*WHAT IS NEEDED:* Can you write out the material again from its first line through the line that contains "M376 344L374 343L374", changing "carved stone pillar" to "stone column" and keeping everything else the same? Leave out the pictures.

(Image region outline records)
=-=-=-=-=

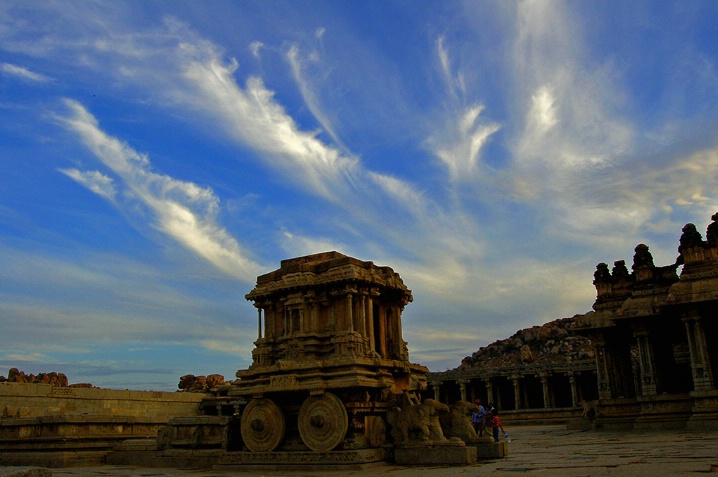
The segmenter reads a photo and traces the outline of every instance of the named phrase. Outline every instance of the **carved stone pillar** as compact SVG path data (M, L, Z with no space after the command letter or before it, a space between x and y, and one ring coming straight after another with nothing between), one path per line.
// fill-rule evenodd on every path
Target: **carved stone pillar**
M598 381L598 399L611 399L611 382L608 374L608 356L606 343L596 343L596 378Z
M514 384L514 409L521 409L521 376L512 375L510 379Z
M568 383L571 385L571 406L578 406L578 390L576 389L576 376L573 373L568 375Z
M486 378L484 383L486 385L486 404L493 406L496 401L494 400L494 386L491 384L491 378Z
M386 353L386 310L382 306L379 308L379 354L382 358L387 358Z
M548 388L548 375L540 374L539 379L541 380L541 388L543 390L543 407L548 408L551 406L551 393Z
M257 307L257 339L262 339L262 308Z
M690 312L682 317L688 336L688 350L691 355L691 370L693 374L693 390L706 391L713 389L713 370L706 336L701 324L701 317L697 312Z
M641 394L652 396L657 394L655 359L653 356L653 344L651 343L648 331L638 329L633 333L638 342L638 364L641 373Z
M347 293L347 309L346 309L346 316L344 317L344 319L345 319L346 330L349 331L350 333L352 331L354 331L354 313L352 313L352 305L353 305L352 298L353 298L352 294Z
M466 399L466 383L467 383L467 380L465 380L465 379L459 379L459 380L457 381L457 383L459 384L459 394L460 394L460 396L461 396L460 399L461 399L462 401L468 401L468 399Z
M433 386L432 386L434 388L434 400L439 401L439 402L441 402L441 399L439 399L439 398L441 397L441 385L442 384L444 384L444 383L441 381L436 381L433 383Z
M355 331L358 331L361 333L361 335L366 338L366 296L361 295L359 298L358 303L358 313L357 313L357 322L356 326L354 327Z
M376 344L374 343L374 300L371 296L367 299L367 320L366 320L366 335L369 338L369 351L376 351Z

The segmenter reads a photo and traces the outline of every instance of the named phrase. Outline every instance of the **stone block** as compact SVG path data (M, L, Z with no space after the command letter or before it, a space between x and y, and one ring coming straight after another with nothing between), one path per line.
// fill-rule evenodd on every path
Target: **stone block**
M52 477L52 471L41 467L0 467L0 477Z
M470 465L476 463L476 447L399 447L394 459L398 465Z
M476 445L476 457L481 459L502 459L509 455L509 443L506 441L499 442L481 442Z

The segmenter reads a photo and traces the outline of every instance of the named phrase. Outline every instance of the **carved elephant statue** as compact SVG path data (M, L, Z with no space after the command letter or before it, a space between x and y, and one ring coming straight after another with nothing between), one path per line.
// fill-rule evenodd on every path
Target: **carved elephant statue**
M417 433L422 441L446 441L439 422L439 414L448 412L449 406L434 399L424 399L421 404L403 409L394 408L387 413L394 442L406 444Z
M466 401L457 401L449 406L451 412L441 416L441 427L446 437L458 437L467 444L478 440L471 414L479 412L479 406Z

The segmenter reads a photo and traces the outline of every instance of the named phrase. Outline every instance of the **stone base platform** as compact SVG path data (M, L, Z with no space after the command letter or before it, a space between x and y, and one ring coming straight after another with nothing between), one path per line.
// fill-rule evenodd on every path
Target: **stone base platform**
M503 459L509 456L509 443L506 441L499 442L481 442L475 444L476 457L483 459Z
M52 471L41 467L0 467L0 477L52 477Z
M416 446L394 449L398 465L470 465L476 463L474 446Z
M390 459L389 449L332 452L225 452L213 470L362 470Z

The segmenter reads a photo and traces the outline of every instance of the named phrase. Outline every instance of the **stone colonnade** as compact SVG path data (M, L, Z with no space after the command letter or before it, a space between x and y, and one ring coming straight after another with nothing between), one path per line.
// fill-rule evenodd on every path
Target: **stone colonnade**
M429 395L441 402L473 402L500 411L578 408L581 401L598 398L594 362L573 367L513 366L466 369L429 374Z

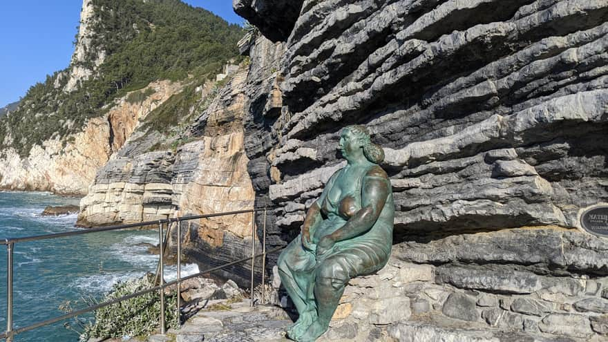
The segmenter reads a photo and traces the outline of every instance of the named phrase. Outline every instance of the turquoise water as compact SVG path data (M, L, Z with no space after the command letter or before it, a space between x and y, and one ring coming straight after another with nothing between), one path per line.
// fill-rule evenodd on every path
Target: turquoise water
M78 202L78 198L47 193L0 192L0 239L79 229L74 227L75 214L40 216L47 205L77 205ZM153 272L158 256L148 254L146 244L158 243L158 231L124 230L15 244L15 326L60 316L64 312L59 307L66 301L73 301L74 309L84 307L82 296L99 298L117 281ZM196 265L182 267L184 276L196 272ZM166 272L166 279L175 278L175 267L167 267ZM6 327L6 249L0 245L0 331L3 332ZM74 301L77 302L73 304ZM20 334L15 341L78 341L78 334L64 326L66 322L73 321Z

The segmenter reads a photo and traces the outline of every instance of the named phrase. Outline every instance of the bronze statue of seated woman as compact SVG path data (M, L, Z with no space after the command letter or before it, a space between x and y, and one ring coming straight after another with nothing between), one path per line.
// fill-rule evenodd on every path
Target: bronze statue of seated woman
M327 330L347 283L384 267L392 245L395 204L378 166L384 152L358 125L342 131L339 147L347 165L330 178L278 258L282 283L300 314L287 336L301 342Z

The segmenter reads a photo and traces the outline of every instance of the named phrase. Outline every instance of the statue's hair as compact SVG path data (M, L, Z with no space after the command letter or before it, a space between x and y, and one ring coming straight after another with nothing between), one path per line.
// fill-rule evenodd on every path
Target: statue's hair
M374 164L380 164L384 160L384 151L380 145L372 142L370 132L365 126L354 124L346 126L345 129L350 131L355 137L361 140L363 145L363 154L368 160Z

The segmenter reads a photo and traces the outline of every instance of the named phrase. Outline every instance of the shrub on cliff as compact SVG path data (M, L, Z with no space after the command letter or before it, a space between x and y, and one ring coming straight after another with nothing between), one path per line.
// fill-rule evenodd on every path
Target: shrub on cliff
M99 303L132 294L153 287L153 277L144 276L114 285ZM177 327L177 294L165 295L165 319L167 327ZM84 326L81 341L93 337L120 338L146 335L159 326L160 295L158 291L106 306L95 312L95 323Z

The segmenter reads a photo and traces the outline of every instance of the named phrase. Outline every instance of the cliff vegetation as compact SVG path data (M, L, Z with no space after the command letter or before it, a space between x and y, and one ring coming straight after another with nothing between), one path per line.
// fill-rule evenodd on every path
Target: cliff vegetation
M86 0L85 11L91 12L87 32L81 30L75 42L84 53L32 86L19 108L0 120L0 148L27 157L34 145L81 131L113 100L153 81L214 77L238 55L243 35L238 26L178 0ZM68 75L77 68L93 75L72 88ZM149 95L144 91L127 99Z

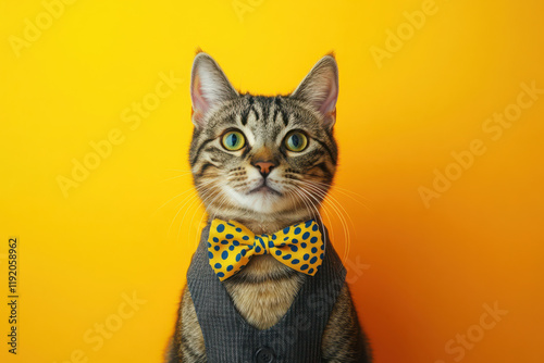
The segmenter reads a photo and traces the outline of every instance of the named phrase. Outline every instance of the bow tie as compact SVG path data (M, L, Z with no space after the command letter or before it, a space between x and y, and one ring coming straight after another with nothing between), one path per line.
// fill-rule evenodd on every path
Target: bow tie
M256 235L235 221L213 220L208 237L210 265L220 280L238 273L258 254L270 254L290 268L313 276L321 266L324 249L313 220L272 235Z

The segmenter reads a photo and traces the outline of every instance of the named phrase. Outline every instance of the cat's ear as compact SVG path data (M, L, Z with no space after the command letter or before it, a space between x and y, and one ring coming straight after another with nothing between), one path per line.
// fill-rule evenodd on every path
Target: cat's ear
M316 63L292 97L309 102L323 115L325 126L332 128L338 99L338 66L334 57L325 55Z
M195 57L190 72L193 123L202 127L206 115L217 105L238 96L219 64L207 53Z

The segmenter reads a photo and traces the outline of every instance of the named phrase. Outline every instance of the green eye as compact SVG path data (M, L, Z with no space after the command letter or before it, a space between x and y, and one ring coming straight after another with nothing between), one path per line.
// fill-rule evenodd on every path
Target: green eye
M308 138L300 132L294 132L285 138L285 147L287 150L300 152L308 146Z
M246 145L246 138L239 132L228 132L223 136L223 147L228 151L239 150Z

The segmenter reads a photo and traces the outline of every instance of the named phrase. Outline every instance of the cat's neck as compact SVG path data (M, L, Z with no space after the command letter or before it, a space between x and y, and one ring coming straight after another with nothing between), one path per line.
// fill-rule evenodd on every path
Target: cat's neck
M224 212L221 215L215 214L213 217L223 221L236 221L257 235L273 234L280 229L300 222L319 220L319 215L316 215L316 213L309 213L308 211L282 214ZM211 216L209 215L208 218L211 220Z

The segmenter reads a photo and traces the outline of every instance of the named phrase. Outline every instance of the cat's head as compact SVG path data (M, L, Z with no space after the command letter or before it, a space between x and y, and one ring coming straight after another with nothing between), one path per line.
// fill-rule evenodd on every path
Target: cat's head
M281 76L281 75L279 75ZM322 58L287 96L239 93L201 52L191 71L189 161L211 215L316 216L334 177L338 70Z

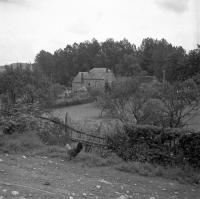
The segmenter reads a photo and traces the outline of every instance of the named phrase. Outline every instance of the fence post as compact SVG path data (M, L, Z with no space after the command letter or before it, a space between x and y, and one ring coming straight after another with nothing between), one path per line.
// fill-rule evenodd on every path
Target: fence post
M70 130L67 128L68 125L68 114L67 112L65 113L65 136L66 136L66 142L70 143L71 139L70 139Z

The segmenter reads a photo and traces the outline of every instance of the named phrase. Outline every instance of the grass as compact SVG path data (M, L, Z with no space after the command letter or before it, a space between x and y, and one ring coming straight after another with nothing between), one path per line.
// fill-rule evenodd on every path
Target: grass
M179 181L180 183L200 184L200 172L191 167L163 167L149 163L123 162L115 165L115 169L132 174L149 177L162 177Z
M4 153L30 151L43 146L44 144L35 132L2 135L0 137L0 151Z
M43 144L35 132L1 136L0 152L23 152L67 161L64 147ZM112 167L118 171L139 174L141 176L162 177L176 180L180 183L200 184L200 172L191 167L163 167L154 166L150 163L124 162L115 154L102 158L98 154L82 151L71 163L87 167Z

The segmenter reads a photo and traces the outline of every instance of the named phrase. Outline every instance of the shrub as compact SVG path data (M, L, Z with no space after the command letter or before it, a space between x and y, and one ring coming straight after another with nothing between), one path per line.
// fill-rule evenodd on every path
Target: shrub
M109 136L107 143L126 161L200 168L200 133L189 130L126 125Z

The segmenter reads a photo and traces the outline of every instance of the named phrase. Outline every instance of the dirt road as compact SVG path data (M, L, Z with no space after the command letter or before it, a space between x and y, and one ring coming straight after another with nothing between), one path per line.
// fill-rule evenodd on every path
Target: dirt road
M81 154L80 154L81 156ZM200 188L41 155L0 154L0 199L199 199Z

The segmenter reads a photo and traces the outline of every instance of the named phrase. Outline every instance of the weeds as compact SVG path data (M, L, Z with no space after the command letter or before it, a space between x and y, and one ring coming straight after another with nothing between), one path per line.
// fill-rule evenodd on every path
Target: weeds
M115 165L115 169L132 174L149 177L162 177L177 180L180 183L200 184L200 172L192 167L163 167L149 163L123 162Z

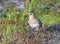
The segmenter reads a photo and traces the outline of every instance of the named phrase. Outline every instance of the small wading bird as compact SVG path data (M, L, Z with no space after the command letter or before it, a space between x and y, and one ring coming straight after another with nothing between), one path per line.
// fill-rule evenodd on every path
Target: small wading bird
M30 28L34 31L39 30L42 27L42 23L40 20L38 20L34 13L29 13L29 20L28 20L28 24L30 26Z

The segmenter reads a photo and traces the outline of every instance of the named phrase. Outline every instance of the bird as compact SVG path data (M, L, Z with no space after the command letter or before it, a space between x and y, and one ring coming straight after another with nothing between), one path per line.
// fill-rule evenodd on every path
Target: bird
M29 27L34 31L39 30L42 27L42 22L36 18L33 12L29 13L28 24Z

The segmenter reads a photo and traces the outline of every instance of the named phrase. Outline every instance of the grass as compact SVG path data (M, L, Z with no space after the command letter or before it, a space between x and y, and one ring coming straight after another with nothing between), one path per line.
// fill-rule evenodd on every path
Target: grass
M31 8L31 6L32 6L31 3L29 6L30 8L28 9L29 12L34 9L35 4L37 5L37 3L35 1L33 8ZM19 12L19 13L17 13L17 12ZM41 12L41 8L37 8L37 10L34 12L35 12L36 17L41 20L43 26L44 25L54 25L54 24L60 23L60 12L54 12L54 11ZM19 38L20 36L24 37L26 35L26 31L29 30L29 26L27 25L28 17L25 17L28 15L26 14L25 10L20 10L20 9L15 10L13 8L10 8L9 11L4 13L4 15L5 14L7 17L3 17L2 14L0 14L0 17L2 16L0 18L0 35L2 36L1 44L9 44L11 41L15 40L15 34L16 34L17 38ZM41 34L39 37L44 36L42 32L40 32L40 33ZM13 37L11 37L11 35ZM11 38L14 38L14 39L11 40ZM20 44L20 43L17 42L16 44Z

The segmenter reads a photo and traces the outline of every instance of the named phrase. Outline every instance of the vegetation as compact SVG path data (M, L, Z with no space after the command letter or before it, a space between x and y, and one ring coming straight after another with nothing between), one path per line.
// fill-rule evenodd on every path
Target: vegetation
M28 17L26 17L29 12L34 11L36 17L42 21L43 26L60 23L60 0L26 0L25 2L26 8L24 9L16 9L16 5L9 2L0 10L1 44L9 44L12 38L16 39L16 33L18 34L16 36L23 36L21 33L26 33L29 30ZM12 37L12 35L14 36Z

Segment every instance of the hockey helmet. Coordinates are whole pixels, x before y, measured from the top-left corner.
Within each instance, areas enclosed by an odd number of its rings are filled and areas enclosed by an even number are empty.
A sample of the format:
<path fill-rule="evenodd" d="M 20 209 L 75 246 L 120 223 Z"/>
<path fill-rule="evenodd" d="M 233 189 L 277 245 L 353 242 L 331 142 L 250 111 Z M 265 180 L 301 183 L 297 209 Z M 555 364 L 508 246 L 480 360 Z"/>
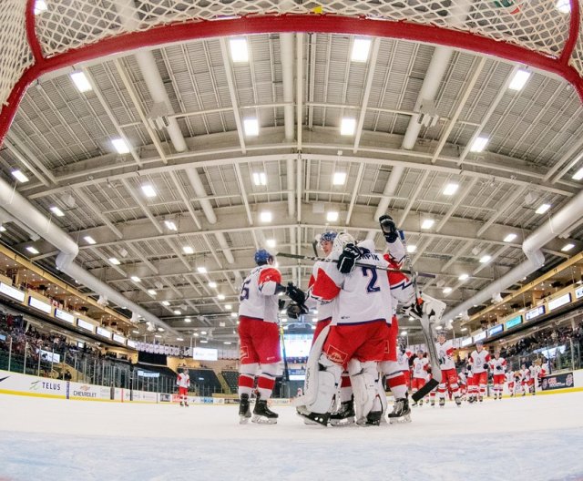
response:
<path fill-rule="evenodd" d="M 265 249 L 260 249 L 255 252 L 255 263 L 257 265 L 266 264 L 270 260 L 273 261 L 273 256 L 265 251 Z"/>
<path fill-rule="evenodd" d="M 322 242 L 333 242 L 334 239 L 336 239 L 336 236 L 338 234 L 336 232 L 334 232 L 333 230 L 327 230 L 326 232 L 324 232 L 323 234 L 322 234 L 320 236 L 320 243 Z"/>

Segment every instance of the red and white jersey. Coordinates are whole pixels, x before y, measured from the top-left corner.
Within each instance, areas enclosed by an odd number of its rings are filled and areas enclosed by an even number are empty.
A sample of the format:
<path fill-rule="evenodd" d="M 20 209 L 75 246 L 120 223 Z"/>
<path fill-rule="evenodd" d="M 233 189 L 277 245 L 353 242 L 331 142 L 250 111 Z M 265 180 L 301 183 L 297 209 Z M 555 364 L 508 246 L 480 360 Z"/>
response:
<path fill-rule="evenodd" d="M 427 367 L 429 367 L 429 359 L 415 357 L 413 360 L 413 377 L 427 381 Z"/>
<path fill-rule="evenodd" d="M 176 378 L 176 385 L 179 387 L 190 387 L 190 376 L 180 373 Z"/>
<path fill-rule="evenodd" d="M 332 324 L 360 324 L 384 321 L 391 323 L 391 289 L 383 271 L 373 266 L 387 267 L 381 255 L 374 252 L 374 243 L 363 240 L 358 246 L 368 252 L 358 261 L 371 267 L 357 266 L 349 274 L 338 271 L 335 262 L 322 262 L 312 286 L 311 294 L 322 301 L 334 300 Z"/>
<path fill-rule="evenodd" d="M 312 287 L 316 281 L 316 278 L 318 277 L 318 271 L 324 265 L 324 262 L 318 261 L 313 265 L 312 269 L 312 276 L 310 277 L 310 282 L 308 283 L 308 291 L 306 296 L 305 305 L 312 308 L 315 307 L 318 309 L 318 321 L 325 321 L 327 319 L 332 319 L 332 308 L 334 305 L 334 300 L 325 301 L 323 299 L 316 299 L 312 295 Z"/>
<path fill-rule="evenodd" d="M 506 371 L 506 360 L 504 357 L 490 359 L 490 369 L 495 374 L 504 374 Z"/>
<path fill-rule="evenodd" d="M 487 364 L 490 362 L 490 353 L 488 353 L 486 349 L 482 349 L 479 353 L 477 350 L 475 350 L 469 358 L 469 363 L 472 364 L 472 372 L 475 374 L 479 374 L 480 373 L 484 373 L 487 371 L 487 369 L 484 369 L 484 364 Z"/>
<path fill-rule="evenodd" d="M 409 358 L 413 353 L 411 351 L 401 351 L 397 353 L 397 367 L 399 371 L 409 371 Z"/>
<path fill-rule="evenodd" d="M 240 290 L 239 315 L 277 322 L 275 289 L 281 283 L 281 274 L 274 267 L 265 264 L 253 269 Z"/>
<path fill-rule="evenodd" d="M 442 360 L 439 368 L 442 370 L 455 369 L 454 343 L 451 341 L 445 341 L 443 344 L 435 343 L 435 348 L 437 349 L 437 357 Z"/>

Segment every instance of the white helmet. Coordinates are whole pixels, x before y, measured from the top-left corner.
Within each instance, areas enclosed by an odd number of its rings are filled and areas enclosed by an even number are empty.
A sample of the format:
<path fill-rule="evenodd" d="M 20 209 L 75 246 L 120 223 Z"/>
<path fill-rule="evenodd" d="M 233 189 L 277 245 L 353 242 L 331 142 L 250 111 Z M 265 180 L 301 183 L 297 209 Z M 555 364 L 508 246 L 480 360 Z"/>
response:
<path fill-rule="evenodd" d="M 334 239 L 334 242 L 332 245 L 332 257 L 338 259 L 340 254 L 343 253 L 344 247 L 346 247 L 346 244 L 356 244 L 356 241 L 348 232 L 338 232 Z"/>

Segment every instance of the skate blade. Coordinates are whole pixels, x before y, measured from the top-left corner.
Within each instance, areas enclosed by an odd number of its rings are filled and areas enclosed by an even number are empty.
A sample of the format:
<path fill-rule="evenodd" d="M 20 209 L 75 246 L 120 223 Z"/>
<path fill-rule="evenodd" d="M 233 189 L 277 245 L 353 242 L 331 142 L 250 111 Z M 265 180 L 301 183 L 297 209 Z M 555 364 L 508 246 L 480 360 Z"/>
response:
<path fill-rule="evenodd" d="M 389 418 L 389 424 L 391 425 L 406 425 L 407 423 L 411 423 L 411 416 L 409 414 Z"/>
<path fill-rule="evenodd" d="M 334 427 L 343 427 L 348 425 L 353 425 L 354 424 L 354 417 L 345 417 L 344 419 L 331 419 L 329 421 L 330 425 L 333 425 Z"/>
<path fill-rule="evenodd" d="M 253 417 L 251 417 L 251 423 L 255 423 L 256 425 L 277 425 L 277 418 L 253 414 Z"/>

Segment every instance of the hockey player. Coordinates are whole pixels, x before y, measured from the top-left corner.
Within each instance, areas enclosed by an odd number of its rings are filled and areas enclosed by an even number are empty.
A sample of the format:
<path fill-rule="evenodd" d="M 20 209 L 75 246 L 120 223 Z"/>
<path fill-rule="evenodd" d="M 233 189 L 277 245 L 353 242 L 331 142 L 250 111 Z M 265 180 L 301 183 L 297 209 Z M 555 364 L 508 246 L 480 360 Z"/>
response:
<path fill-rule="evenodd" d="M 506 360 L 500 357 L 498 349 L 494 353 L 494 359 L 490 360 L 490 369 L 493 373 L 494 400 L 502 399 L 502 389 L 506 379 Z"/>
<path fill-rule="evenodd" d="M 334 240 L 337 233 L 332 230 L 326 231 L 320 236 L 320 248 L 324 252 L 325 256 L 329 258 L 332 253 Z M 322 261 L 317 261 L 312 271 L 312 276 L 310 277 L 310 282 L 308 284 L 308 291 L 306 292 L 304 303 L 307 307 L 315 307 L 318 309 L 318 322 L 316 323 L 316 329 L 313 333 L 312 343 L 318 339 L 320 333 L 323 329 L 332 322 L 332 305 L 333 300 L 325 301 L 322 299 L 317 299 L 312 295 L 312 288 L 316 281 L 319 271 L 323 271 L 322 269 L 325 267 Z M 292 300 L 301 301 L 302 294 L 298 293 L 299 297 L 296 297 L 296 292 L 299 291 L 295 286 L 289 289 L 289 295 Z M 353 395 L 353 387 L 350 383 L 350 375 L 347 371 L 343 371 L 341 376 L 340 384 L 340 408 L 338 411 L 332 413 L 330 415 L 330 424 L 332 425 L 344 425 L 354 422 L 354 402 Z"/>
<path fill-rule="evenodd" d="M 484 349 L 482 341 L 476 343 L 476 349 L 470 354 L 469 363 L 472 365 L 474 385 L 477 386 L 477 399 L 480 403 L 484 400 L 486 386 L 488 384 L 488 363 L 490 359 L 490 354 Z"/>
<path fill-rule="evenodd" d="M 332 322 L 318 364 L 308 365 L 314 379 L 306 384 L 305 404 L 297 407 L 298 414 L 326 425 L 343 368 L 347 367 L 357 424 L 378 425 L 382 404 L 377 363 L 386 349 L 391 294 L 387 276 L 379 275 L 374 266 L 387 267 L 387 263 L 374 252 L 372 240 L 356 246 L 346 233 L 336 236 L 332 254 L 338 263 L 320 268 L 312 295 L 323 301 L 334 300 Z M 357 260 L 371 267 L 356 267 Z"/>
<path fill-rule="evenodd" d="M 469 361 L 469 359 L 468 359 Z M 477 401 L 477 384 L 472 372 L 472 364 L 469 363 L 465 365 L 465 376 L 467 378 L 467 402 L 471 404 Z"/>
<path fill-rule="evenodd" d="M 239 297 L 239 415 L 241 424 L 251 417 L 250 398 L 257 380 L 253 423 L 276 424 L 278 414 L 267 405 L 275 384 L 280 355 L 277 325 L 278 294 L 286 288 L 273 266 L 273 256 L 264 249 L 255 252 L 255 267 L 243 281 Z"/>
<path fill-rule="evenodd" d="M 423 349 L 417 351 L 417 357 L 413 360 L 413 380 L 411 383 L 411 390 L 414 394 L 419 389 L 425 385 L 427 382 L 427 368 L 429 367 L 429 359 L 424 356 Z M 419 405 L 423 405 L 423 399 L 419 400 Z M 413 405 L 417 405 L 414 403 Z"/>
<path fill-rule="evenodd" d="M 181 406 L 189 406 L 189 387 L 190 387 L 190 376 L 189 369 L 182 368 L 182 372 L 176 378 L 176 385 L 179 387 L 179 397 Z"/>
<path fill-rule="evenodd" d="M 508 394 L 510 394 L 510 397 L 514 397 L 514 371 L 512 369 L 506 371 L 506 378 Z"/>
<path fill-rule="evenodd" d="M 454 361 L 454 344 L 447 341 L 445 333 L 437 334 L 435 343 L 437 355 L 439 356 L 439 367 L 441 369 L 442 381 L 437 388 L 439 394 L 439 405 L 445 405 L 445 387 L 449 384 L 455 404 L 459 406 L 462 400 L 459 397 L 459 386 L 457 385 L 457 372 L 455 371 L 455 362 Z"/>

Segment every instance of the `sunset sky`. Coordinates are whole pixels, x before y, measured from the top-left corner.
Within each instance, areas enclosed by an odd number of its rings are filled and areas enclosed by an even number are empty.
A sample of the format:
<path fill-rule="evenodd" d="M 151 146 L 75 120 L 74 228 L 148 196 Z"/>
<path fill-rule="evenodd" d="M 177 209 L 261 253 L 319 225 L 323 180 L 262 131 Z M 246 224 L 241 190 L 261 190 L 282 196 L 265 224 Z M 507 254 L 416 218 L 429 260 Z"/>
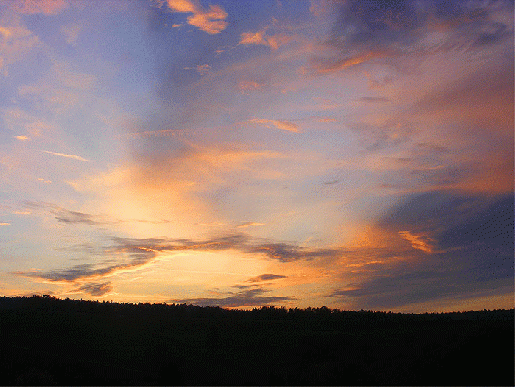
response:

=-=-=-=-=

*ANSWER TO THE PROBLEM:*
The segmenter reads a photo and traces the outline of every instance of the named phrase. Outline every instance of the **stone column** as compact SVG path data (M, L, Z with no space after the command letter or before it, a space between x and y, and one ring coming straight after another with nothing between), one path per line.
// fill-rule evenodd on every path
Target: **stone column**
M598 381L598 399L611 399L611 382L608 374L608 356L606 343L596 343L596 378Z
M514 384L514 409L521 409L521 376L512 375L510 379Z
M568 383L571 385L571 406L578 406L578 390L576 389L576 376L573 373L568 375Z
M486 378L484 383L486 385L486 404L493 406L496 401L494 400L494 386L491 384L491 378Z
M386 353L386 310L382 306L379 308L379 354L382 358L387 358Z
M548 388L548 375L540 374L539 379L541 380L541 388L543 390L543 407L548 408L551 406L551 393Z
M257 307L257 339L262 339L262 308Z
M690 312L682 317L688 336L688 350L691 355L691 370L693 374L693 390L706 391L713 389L713 370L706 336L701 324L701 317L697 312Z
M641 394L652 396L657 394L655 359L653 356L653 344L651 343L648 331L638 329L633 333L638 342L638 364L641 373Z
M347 293L347 309L346 309L346 316L344 317L344 319L345 319L346 330L349 331L350 333L352 331L354 331L354 313L352 313L352 305L353 305L352 298L353 298L352 294Z
M466 399L466 383L467 383L467 380L465 380L465 379L459 379L459 380L457 381L457 383L459 384L459 394L460 394L460 396L461 396L460 399L461 399L462 401L468 401L468 399Z
M433 386L432 386L434 388L434 400L439 401L439 402L441 402L441 399L439 399L439 398L441 397L441 385L442 384L444 384L444 383L441 381L436 381L433 383Z
M355 331L358 331L361 333L361 335L366 338L366 296L361 295L359 298L358 303L358 313L357 313L357 322L356 326L354 327Z
M376 344L374 343L374 300L371 296L367 299L367 320L366 320L366 335L369 338L369 351L376 351Z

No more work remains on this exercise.